• _TASK GOAL_
Would you please return all of the entries below exactly as shown?

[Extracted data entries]
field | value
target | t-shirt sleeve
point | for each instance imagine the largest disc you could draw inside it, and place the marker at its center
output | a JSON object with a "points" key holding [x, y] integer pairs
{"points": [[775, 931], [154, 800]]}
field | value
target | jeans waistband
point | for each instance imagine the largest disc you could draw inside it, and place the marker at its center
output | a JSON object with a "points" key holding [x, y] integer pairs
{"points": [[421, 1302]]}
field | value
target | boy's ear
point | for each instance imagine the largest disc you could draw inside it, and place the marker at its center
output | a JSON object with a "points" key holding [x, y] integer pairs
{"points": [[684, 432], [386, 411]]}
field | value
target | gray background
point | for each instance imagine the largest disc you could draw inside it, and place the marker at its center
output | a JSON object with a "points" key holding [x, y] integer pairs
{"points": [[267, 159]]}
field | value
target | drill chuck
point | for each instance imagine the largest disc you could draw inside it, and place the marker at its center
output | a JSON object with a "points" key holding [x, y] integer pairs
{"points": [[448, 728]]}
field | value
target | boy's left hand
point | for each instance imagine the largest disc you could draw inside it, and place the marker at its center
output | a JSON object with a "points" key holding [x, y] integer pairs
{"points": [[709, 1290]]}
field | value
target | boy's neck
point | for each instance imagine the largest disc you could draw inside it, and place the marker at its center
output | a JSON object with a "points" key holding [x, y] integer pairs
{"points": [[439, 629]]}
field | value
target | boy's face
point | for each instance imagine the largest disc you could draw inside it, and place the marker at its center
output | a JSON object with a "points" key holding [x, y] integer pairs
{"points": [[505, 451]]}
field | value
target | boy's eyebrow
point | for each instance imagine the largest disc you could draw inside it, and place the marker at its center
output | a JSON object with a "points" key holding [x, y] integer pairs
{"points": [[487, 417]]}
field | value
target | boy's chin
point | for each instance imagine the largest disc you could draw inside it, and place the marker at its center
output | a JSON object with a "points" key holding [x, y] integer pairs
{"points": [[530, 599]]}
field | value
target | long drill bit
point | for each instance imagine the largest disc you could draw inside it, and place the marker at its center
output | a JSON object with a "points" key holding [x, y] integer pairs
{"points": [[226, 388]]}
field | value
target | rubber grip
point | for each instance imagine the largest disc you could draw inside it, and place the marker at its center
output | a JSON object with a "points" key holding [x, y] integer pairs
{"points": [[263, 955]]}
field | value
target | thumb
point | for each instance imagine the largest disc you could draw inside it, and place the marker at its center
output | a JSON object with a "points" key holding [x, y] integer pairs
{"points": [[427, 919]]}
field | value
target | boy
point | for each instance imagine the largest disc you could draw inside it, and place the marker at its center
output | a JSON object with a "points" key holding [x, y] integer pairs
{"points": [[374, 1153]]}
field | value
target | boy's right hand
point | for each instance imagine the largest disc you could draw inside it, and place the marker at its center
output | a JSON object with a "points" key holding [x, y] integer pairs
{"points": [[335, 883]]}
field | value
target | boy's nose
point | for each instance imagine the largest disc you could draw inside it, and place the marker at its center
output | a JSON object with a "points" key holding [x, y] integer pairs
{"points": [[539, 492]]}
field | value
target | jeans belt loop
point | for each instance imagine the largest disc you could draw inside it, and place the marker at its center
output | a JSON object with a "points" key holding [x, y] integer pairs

• _TASK SOLUTION_
field | value
target | t-shirt sleeve
point | for each instance imagine the largest disc you could draw inside it, and place the marker at its center
output | a JSON object with a "points" key holding [x, y] integer pairs
{"points": [[775, 931], [154, 800]]}
field | value
target | jeans waistband
point | for each instance imagine the largest disc you could draw inside it, and place the marker at its center
output | a JSON object with a "points" key holding [x, y] integer pairs
{"points": [[421, 1302]]}
field | value
target | boy's ear
point | for each instance imagine the largest disc you could draw inside it, and place the marker at its center
output | a JSON object with a "points" key holding [x, y] integer pairs
{"points": [[684, 432], [386, 411]]}
field | value
target | gray background
point | for each instance imagine the largest disc you could draw inside it, and place the marker at its center
output | a JSON object with a "points" key holding [x, y] integer pairs
{"points": [[267, 159]]}
field | value
target | drill chuck
point | for each instance imagine the largest disc you could draw inside it, and place the marker at its center
output | a JSON object with a "points" key holding [x, y] integer pairs
{"points": [[448, 728]]}
field | value
target | boy's left hand
point | for each instance imagine the largest disc you could draw inside it, and place the marker at its center
output | a JSON object with a "points" key holding [x, y] integer pairs
{"points": [[709, 1290]]}
field | value
target | boy's neck
point | for each instance imagine the largest disc you could draw inside it, and place the marker at its center
output | a JSON object with a "points" key holding [x, y] integer pairs
{"points": [[439, 629]]}
field | value
target | boy's face
point | for each instance imagine the largest disc you could draw inside it, and place the marker at its center
output | a JSON object with a "points" key holding [x, y] integer pairs
{"points": [[505, 451]]}
field | value
target | boy's eyebrow
point | for each instance imagine the largest disc you could draw inside it, and place the marker at its center
output | a JSON object with a "points" key holding [x, y] integer pairs
{"points": [[487, 417]]}
field | value
target | boy's chin
point | for each instance imagine the largest disc you could draw inside it, and place the marker at its center
output | a JSON object with a "points" key holding [x, y] integer pairs
{"points": [[530, 599]]}
field | value
target | long drill bit
point | for each instance imagine the largest disc you could draw inside it, and place the marker at its center
output | a JSON object with a "points" key holding [x, y] integer pairs
{"points": [[226, 388]]}
field | value
target | rubber grip
point | for each instance imagine the largest disc you could draw inside it, and place the marker at its center
output | a JSON object with a "points" key holding [x, y] integer pairs
{"points": [[263, 955]]}
field | value
target | thumb
point | for each instance imagine the largest disc you could draw inside it, and place the marker at its center
output | a JSON object with a "points" key holding [x, y] integer pairs
{"points": [[427, 919]]}
field | value
target | boy
point | for each instance imagine the largest disc you could draw inside it, and place the marker at its center
output | a JSON object with a "points" key holding [x, y] integer pairs
{"points": [[374, 1153]]}
field | value
target | boy's right hand
point | for each instance imagine the largest disc you could draw inside it, and place the marker at its center
output | a JSON object with a "points" key holding [x, y] integer pairs
{"points": [[335, 883]]}
field | value
target | boy's nose
point | for each instance imagine the largest disc you could draw inside it, and place the marker at its center
output | a JSON object with a "points" key holding [x, y] integer pairs
{"points": [[539, 492]]}
field | value
target | jeans belt loop
point | for each instance imagine the largest disc you could draw inside it, and place the marker at its center
output | a JSON object with a "points" key holding [x, y] integer pairs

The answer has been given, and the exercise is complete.